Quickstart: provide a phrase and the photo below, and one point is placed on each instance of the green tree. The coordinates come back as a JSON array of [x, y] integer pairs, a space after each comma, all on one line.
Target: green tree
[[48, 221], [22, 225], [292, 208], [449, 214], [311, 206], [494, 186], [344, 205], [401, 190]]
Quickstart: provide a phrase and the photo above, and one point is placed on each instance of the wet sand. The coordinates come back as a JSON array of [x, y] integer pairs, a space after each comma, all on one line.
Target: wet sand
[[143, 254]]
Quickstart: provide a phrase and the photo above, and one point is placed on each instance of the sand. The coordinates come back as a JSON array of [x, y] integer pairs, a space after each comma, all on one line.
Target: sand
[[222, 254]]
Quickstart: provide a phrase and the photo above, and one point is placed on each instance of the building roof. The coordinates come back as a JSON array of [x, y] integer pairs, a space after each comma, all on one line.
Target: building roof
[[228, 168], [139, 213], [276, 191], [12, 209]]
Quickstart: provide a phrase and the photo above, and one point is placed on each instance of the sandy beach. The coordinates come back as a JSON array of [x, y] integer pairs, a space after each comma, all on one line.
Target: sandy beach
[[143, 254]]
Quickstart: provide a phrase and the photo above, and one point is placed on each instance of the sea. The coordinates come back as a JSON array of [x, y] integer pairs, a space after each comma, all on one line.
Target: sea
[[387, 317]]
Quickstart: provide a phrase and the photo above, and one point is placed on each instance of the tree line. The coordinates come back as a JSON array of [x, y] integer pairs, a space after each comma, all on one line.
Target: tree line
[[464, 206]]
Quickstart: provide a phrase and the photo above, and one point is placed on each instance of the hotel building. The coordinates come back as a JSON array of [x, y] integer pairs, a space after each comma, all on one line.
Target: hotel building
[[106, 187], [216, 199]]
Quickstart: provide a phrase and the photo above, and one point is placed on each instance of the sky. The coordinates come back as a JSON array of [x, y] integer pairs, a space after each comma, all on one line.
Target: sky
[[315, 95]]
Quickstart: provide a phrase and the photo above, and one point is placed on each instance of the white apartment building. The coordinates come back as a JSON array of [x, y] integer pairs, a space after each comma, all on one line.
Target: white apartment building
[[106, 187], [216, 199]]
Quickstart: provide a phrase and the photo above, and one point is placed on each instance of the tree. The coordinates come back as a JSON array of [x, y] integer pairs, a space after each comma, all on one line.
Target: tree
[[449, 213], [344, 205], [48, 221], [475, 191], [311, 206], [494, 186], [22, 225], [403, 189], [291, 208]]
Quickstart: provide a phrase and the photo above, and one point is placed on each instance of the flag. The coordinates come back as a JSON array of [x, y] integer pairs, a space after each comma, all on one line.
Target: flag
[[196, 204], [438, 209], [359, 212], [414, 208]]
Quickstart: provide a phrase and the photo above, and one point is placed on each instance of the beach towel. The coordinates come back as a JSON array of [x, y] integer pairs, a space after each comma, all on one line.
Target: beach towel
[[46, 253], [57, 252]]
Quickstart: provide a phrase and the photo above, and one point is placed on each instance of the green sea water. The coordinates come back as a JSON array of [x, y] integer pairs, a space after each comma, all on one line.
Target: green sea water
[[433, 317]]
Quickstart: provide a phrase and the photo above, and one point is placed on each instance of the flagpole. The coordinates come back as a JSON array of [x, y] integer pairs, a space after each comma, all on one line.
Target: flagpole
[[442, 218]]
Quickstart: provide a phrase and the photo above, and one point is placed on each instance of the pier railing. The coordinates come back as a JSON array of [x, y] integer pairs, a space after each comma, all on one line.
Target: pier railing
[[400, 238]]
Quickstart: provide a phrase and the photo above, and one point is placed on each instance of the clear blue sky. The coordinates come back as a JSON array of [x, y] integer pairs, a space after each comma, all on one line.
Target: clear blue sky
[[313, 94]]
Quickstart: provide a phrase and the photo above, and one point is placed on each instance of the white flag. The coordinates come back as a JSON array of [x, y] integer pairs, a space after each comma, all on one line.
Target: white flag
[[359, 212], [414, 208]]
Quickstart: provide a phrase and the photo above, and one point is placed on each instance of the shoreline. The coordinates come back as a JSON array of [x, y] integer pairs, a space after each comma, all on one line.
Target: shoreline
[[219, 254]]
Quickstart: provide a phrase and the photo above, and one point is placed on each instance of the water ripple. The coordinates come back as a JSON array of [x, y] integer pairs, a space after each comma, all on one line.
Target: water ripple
--
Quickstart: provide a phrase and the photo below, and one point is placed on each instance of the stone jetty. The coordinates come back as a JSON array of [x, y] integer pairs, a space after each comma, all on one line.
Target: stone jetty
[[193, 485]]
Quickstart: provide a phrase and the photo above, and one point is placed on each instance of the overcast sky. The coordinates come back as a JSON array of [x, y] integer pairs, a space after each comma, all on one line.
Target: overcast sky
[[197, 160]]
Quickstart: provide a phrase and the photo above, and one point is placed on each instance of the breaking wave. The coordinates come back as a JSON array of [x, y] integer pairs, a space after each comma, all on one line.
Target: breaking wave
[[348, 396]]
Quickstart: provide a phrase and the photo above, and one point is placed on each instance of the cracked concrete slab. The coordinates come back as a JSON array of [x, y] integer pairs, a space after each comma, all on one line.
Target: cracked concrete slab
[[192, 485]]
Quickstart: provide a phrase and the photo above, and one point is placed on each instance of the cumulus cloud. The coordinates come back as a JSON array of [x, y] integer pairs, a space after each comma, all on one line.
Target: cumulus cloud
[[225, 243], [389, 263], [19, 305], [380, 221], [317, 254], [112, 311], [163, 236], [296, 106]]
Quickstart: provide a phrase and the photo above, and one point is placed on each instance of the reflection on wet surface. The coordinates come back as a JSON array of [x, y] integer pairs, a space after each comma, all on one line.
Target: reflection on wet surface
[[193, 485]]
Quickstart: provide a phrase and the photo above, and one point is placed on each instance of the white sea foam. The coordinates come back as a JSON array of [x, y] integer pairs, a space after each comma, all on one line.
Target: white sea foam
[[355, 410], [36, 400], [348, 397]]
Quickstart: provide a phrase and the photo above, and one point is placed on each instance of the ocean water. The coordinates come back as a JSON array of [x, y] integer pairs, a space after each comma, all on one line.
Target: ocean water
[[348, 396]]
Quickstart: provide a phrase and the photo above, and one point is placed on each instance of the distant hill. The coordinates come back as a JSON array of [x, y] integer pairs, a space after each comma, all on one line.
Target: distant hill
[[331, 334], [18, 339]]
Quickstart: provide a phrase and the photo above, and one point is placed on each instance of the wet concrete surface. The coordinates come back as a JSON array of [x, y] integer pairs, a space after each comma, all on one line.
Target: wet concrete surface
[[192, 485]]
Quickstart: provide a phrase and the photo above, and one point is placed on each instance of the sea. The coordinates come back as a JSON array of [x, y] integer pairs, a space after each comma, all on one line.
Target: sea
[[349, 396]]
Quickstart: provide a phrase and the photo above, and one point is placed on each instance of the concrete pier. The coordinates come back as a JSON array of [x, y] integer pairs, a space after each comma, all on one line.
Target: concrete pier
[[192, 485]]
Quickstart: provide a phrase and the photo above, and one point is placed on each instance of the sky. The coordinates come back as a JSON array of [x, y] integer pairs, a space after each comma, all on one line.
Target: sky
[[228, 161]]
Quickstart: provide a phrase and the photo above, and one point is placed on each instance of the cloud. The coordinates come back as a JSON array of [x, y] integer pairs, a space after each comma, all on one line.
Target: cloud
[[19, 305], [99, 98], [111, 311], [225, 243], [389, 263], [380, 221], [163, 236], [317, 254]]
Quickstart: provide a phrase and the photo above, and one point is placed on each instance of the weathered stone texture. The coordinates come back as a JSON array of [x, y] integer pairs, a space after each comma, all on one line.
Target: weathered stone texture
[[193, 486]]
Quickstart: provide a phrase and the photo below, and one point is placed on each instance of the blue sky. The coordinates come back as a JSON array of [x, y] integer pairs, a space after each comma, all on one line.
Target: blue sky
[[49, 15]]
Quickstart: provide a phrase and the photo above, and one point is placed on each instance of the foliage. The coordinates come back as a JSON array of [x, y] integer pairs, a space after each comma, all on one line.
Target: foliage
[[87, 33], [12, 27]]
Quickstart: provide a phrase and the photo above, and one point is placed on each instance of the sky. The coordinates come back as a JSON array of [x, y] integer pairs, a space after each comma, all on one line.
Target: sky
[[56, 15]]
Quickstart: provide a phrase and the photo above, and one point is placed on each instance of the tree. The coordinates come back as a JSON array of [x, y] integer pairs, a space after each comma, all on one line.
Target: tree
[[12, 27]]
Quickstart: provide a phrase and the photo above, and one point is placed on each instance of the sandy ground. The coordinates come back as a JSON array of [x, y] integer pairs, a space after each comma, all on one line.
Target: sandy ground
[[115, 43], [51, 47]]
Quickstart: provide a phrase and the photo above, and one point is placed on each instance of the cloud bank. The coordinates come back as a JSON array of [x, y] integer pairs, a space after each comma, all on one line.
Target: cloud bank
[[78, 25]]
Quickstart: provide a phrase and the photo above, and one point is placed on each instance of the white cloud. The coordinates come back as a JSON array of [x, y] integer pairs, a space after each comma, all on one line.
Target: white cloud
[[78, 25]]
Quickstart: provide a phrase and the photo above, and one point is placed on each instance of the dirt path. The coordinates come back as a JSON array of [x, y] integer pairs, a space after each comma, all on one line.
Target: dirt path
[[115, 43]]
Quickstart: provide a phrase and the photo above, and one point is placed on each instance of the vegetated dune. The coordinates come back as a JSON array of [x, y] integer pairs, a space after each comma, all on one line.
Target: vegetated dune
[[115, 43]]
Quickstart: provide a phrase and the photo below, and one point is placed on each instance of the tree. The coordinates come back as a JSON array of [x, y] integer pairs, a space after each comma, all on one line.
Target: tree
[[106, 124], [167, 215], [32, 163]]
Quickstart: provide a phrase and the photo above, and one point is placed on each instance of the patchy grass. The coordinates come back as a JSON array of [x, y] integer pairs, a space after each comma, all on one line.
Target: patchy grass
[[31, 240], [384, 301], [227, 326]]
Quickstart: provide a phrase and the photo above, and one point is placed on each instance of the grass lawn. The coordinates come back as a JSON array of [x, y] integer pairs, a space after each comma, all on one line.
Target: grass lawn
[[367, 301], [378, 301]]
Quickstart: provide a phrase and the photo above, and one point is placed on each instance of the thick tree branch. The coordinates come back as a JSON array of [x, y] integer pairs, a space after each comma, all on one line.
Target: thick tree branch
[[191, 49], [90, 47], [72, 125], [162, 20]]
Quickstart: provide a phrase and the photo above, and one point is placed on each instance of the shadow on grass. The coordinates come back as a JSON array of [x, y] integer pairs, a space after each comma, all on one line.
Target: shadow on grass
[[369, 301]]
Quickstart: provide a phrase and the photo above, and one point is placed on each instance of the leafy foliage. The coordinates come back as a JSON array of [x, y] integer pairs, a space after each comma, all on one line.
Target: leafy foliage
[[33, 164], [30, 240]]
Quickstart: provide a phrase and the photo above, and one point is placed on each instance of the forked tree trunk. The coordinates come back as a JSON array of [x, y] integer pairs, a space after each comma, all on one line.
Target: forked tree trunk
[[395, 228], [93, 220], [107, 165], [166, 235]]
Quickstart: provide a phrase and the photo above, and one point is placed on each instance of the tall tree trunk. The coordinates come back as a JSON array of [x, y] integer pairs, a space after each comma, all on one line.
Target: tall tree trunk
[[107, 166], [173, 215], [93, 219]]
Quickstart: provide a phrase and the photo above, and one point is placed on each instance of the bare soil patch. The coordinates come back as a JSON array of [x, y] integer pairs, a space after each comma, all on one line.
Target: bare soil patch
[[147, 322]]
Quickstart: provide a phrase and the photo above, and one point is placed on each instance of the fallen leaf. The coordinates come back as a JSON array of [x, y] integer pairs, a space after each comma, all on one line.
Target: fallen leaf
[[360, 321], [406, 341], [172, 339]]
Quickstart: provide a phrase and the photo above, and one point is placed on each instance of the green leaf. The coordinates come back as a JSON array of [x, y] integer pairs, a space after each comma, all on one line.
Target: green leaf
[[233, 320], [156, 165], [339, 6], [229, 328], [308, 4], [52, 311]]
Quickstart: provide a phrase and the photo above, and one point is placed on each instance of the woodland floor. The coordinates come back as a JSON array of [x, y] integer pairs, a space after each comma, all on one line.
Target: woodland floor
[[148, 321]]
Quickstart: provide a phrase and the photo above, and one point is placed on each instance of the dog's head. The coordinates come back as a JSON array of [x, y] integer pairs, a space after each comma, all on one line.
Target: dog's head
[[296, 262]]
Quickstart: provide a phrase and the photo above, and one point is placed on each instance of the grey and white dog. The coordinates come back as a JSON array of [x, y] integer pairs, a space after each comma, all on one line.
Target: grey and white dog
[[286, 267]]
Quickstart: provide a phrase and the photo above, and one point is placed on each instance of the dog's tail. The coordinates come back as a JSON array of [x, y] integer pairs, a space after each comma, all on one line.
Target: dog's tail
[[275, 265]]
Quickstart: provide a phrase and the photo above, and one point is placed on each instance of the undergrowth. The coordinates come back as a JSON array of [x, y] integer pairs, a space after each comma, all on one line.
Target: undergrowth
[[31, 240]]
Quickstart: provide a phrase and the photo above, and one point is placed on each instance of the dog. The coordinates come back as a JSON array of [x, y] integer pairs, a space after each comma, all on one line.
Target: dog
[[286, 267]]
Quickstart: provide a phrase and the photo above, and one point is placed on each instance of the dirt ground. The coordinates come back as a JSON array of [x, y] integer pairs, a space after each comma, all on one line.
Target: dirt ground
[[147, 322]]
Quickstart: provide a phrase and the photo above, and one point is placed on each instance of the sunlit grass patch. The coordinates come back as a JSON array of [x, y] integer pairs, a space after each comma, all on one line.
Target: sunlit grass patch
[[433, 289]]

### TO DO
From the records above, extract exactly and only the lines that begin at the line with "of the shadow" and stop after the line with "of the tall".

### WRITTEN ANSWER
Quickstart: provide a phrase and the photo above, and one point is placed on each instance of the shadow on grass. The coordinates come back as a JSON array of [x, y] integer pairs, a space after each comma, all on one line.
Target: shadow on grass
[[369, 301]]
Quickstart: provide a phrase and the photo above, and one point is placed on each instance of the leafy foliage. The coordinates come back as a JSON array of [x, y] integer pairs, a space after each comma, all on one line.
Target: leafy foliage
[[33, 164], [30, 240]]
Quickstart: provide a phrase and the photo above, and one point is placed on each instance of the forked tree trunk. The coordinates come back as a JSON array of [x, y] integer pairs, a space after each comma, all on one line.
Target: forked tree trunk
[[395, 228], [93, 220], [107, 165], [166, 235]]
Quickstart: provide a phrase and the photo above, and one point is placed on each instance of the tall tree trunk. The coordinates come back as a JSON array of [x, y] integer pairs, a space after each comma, all on one line.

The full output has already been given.